[start of DATA]

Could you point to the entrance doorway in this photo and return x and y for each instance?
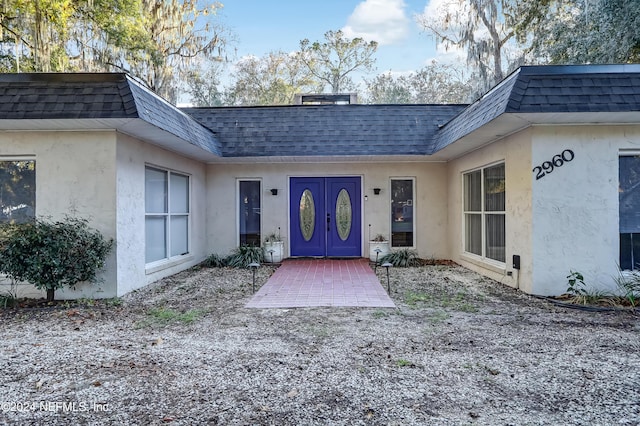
(325, 216)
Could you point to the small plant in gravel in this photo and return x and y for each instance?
(243, 256)
(412, 298)
(578, 294)
(7, 300)
(164, 316)
(215, 261)
(52, 254)
(379, 314)
(402, 258)
(404, 363)
(575, 284)
(629, 285)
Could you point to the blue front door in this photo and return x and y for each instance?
(325, 216)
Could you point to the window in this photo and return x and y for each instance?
(629, 211)
(249, 211)
(484, 218)
(17, 190)
(167, 214)
(402, 224)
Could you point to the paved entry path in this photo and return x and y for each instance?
(299, 283)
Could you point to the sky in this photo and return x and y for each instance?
(261, 26)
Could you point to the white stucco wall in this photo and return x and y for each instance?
(132, 157)
(575, 208)
(430, 208)
(75, 175)
(515, 152)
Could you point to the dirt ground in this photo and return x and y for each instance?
(459, 349)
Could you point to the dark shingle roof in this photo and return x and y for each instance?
(550, 89)
(61, 96)
(95, 96)
(325, 130)
(537, 94)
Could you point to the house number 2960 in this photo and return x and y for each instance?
(558, 160)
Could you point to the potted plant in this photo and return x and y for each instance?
(273, 248)
(378, 247)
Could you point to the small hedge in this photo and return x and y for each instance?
(52, 254)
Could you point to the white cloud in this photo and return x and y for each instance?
(384, 21)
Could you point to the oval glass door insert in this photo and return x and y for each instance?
(307, 215)
(344, 216)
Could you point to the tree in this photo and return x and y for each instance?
(204, 86)
(271, 80)
(50, 35)
(433, 84)
(581, 31)
(181, 32)
(160, 42)
(333, 61)
(479, 27)
(52, 255)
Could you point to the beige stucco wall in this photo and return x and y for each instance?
(132, 157)
(431, 216)
(575, 207)
(515, 152)
(100, 176)
(75, 175)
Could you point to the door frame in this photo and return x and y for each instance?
(320, 175)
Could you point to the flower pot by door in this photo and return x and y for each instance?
(274, 251)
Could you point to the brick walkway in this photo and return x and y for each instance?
(302, 283)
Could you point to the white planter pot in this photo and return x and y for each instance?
(273, 251)
(383, 246)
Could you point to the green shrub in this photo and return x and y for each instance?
(215, 261)
(629, 285)
(402, 257)
(243, 256)
(52, 255)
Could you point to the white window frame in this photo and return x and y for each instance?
(414, 206)
(483, 213)
(169, 259)
(17, 158)
(625, 153)
(237, 209)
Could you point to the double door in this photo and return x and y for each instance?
(325, 216)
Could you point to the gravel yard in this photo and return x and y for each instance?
(459, 349)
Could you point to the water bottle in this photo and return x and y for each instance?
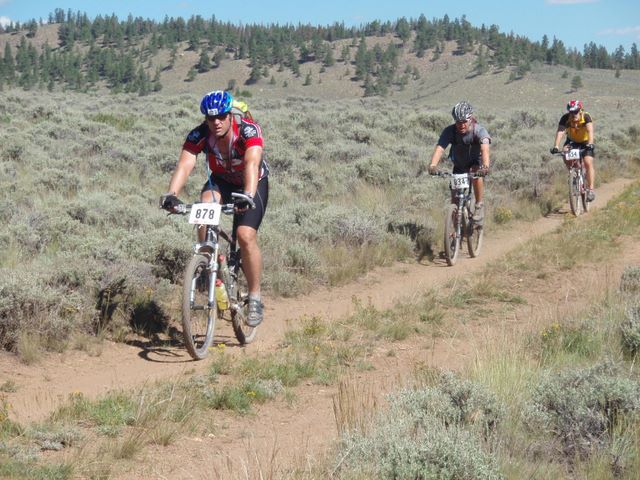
(222, 300)
(224, 268)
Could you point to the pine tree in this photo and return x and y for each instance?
(203, 65)
(576, 83)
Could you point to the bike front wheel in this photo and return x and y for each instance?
(474, 235)
(575, 202)
(451, 237)
(244, 333)
(198, 318)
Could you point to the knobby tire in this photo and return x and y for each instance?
(585, 204)
(198, 320)
(474, 235)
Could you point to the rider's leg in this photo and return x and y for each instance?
(251, 257)
(478, 189)
(591, 173)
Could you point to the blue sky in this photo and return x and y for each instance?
(576, 22)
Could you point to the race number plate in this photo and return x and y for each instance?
(205, 214)
(459, 180)
(573, 154)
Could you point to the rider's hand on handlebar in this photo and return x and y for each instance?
(169, 202)
(483, 171)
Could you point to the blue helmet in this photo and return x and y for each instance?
(216, 103)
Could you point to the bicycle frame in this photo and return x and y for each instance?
(212, 260)
(574, 160)
(458, 218)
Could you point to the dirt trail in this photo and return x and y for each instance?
(41, 387)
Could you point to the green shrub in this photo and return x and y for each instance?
(502, 215)
(630, 329)
(630, 281)
(429, 433)
(580, 408)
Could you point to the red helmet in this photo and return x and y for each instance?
(574, 106)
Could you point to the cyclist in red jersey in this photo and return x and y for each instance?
(234, 155)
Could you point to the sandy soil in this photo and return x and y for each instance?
(280, 435)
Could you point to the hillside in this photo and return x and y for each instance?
(357, 295)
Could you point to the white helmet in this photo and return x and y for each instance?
(462, 111)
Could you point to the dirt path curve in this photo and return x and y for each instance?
(41, 387)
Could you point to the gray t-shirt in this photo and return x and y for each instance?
(465, 149)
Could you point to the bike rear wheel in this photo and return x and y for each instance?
(474, 235)
(575, 202)
(244, 333)
(583, 189)
(198, 319)
(451, 238)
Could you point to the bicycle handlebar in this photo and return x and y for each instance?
(227, 208)
(449, 174)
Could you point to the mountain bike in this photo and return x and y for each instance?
(214, 282)
(574, 160)
(458, 219)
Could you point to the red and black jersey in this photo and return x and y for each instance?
(245, 135)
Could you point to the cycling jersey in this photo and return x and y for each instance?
(465, 148)
(245, 135)
(576, 131)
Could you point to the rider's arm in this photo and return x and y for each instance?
(485, 155)
(436, 156)
(559, 135)
(252, 160)
(590, 132)
(186, 164)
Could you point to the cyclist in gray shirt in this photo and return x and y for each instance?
(470, 151)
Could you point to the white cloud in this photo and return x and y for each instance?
(623, 31)
(569, 2)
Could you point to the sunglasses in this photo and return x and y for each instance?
(220, 117)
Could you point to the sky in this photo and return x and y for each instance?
(610, 23)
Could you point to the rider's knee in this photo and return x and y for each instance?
(247, 235)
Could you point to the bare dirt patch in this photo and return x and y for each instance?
(281, 435)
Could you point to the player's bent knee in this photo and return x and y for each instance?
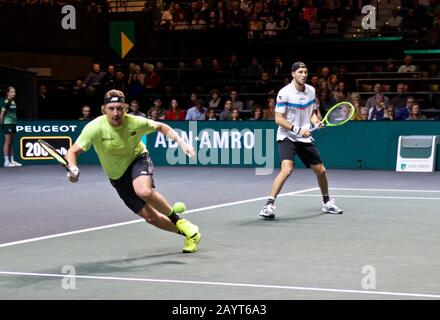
(148, 216)
(144, 193)
(287, 169)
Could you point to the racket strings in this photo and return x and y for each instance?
(340, 114)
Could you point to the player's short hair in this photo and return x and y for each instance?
(113, 96)
(298, 65)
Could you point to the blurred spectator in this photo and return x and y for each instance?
(257, 113)
(152, 79)
(134, 107)
(255, 27)
(198, 23)
(246, 6)
(222, 14)
(109, 78)
(399, 100)
(407, 66)
(236, 103)
(210, 114)
(178, 12)
(410, 24)
(78, 87)
(227, 108)
(264, 85)
(416, 113)
(215, 66)
(324, 74)
(157, 105)
(283, 22)
(355, 99)
(331, 28)
(135, 84)
(314, 28)
(378, 110)
(270, 28)
(255, 68)
(86, 112)
(265, 12)
(372, 100)
(153, 113)
(235, 114)
(364, 114)
(269, 111)
(389, 113)
(94, 80)
(192, 100)
(197, 112)
(211, 20)
(214, 99)
(332, 82)
(390, 66)
(180, 22)
(326, 101)
(174, 112)
(277, 67)
(120, 83)
(237, 17)
(233, 68)
(314, 82)
(392, 25)
(404, 113)
(301, 27)
(166, 21)
(198, 64)
(340, 93)
(310, 11)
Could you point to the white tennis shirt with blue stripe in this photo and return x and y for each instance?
(297, 107)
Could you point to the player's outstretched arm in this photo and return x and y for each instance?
(168, 132)
(71, 156)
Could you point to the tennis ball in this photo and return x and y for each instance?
(179, 207)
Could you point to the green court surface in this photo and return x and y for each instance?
(384, 246)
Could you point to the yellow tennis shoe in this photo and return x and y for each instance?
(192, 235)
(190, 245)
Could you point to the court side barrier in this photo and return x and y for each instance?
(355, 145)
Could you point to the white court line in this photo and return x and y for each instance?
(8, 244)
(367, 197)
(229, 284)
(385, 190)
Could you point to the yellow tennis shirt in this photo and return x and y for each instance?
(117, 147)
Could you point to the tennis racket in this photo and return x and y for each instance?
(337, 115)
(54, 154)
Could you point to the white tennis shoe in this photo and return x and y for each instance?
(330, 207)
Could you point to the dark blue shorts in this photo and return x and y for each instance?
(141, 166)
(307, 152)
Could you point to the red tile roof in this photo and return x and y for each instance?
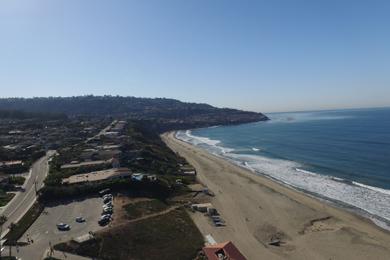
(227, 250)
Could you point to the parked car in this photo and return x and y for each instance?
(107, 210)
(106, 200)
(107, 196)
(103, 192)
(80, 220)
(63, 227)
(108, 204)
(104, 220)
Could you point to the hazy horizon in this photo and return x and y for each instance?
(274, 56)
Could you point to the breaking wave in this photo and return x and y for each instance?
(370, 201)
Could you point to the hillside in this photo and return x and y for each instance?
(160, 114)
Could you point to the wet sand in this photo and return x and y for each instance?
(258, 210)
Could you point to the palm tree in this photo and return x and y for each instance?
(3, 219)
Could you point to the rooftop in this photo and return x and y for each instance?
(223, 251)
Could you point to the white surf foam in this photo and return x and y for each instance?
(372, 200)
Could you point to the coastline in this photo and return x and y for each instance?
(257, 209)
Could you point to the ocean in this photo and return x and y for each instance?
(341, 156)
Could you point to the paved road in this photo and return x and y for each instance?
(22, 201)
(44, 230)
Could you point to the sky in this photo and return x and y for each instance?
(264, 56)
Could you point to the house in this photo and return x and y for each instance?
(223, 251)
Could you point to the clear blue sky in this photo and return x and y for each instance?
(258, 55)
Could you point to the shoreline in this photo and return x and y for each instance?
(308, 227)
(374, 218)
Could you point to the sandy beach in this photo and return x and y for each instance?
(257, 210)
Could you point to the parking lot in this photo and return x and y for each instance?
(45, 231)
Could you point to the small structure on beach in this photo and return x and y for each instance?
(226, 251)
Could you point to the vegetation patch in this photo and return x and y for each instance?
(166, 237)
(24, 223)
(143, 208)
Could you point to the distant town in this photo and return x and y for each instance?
(101, 187)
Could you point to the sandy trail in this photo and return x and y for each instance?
(258, 210)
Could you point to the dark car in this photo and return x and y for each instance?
(63, 227)
(104, 220)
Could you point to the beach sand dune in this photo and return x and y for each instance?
(258, 210)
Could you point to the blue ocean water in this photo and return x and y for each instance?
(342, 156)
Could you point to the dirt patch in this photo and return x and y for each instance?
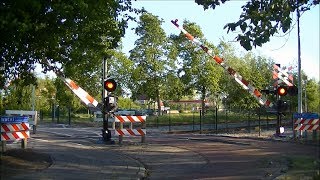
(15, 161)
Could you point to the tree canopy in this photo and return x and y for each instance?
(262, 19)
(71, 36)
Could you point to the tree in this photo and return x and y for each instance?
(255, 69)
(150, 59)
(60, 35)
(262, 19)
(197, 71)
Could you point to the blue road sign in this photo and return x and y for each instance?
(306, 115)
(14, 119)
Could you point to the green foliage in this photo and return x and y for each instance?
(196, 71)
(261, 19)
(66, 35)
(149, 58)
(255, 69)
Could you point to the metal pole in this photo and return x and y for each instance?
(260, 121)
(216, 119)
(200, 121)
(106, 134)
(69, 115)
(299, 62)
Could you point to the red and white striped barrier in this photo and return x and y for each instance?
(13, 136)
(82, 94)
(130, 132)
(306, 124)
(238, 78)
(122, 120)
(280, 76)
(132, 119)
(13, 132)
(15, 127)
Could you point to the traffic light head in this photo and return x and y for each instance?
(282, 106)
(110, 85)
(282, 90)
(110, 103)
(292, 90)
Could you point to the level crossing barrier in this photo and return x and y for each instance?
(33, 117)
(14, 128)
(136, 126)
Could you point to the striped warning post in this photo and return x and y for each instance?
(133, 119)
(130, 132)
(82, 94)
(13, 136)
(306, 124)
(14, 127)
(282, 76)
(238, 78)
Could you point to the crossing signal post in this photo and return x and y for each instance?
(110, 105)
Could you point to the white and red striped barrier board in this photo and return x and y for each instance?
(306, 124)
(282, 76)
(12, 132)
(14, 127)
(129, 132)
(12, 136)
(133, 119)
(234, 74)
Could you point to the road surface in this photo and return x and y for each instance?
(77, 153)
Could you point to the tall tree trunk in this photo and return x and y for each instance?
(203, 97)
(159, 102)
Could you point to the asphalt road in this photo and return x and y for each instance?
(77, 153)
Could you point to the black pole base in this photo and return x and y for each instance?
(106, 136)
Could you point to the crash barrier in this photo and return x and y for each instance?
(134, 129)
(33, 117)
(14, 128)
(304, 122)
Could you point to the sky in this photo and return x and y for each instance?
(282, 48)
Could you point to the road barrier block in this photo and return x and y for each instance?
(14, 128)
(136, 127)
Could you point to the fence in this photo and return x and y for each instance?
(305, 122)
(218, 120)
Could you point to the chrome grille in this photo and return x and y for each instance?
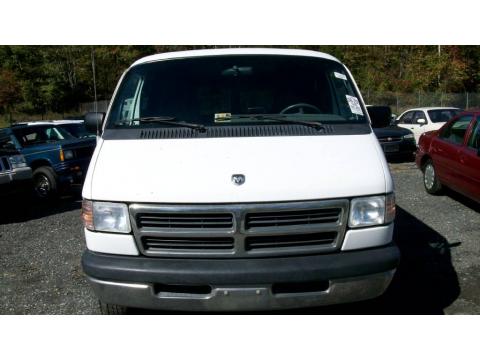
(239, 230)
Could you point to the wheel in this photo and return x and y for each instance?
(45, 183)
(430, 179)
(111, 309)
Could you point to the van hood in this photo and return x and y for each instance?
(201, 170)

[end of DATA]

* _EXERCISE AIM_: All lines from the one holding "Could you point to the crash" through the last line of the entries, and nothing else, are to be output exactly; leave out the pictures.

* _WRITTEN RESPONSE_:
Could you point to the crash barrier in this photo and return x and y for each instance?
(134, 129)
(33, 117)
(14, 128)
(304, 122)
Could you point to the sky in this photo and return x and y for each instance?
(282, 48)
Could you point to the road barrier block in this photo and return x and y for each instance?
(14, 128)
(136, 127)
Could you point to the fence in this photo and return x and y for each instance?
(305, 122)
(218, 120)
Could you point to the chrome grille in this photo and return x and y for each instance?
(239, 230)
Could you point to the wheel in this photo and return x and y for each instance?
(45, 183)
(430, 179)
(111, 309)
Could you point to the van hood in this photo and return x and y for each instance?
(201, 170)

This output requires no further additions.